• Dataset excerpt
[START]

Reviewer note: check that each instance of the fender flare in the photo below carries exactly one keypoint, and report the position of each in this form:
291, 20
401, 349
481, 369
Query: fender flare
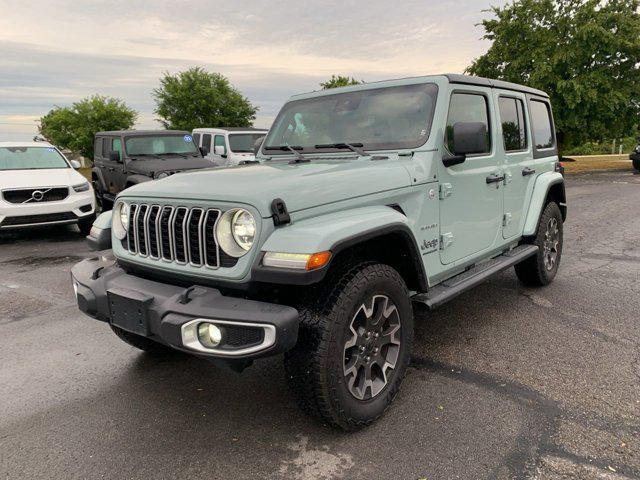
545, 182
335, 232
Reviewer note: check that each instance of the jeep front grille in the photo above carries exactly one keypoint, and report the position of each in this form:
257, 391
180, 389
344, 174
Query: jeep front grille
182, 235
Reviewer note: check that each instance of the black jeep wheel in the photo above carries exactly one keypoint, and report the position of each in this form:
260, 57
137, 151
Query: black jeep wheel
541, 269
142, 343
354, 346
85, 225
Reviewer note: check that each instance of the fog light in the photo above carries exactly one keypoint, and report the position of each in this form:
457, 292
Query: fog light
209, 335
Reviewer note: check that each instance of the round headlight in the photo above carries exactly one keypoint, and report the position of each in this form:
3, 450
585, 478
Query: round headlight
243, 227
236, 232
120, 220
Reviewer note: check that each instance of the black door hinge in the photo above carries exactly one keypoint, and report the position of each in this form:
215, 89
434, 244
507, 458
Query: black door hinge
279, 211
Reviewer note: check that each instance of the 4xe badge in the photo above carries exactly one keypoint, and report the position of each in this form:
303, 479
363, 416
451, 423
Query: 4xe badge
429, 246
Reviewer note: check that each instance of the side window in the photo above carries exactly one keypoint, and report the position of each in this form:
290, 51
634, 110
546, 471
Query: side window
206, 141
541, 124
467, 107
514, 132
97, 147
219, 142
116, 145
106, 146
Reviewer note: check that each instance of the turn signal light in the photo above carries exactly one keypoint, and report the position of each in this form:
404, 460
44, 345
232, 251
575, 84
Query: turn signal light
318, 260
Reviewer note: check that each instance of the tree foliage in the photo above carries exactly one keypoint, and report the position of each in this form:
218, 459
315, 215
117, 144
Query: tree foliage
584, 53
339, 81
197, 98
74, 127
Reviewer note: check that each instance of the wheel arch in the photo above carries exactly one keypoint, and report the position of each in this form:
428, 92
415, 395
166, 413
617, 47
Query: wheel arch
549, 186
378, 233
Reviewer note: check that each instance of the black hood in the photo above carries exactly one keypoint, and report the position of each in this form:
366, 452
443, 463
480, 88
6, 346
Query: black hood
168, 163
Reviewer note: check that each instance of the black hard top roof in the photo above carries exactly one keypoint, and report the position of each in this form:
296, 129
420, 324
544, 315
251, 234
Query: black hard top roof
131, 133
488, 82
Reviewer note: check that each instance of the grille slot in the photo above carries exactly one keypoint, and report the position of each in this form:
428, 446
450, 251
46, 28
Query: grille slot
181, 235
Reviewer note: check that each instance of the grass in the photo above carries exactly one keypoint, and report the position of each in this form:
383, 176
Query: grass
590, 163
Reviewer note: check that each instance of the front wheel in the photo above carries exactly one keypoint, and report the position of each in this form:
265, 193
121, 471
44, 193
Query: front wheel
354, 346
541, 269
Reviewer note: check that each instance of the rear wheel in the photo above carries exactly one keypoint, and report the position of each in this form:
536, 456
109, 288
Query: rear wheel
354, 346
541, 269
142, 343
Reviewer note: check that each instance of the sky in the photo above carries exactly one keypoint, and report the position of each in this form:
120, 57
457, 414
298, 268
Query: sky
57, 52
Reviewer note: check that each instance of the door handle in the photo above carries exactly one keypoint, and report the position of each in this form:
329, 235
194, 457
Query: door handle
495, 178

[END]
[START]

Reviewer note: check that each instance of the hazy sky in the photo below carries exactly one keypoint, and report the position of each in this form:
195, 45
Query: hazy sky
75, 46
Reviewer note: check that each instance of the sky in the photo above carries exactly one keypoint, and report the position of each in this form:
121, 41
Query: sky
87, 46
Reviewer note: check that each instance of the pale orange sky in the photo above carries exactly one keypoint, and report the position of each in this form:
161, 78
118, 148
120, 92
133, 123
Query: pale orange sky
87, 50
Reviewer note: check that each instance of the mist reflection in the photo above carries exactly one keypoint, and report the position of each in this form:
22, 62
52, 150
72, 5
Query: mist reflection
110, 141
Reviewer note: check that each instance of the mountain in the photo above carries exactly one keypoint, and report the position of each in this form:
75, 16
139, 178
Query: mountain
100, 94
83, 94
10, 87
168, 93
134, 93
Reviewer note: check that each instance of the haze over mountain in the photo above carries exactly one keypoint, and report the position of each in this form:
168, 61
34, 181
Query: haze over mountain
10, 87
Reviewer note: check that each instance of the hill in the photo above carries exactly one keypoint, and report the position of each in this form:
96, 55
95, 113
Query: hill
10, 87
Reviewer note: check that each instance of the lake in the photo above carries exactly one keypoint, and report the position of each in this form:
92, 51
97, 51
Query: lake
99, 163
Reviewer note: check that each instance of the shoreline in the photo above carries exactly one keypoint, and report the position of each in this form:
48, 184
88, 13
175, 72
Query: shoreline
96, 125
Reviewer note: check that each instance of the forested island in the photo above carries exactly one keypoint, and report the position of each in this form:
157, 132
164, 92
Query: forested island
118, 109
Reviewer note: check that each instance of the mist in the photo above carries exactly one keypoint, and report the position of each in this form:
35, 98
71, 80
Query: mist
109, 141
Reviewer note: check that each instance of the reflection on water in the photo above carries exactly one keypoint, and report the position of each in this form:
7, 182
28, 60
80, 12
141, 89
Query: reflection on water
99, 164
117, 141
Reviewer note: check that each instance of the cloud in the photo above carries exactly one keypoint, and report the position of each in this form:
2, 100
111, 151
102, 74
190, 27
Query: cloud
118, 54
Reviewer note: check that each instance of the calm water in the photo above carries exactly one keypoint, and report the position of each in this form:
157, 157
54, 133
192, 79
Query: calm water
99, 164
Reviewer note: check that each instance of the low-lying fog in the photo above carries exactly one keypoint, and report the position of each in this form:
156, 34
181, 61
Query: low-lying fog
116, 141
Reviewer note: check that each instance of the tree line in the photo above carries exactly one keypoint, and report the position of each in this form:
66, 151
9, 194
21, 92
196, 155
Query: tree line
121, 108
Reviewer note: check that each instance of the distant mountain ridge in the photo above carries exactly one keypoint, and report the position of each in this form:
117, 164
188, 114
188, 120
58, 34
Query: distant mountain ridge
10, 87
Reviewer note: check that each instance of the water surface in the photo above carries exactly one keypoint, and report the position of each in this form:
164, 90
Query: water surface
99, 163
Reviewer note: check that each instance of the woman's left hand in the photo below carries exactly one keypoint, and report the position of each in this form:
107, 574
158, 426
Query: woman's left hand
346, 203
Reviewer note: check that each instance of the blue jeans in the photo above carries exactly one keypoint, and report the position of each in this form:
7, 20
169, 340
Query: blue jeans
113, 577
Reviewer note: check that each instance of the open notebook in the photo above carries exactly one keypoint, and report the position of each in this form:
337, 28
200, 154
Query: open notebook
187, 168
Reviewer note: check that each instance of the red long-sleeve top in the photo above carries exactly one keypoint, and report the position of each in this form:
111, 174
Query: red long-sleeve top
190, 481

[END]

Can you locate every line in the rows above that contains the string "lake" and copy each one out in full? Treat the match as case-sensitive.

Reviewer note: check that each instance of the lake in the photo above carries exactly one keypoint, and report the position of each in this form:
Query: lake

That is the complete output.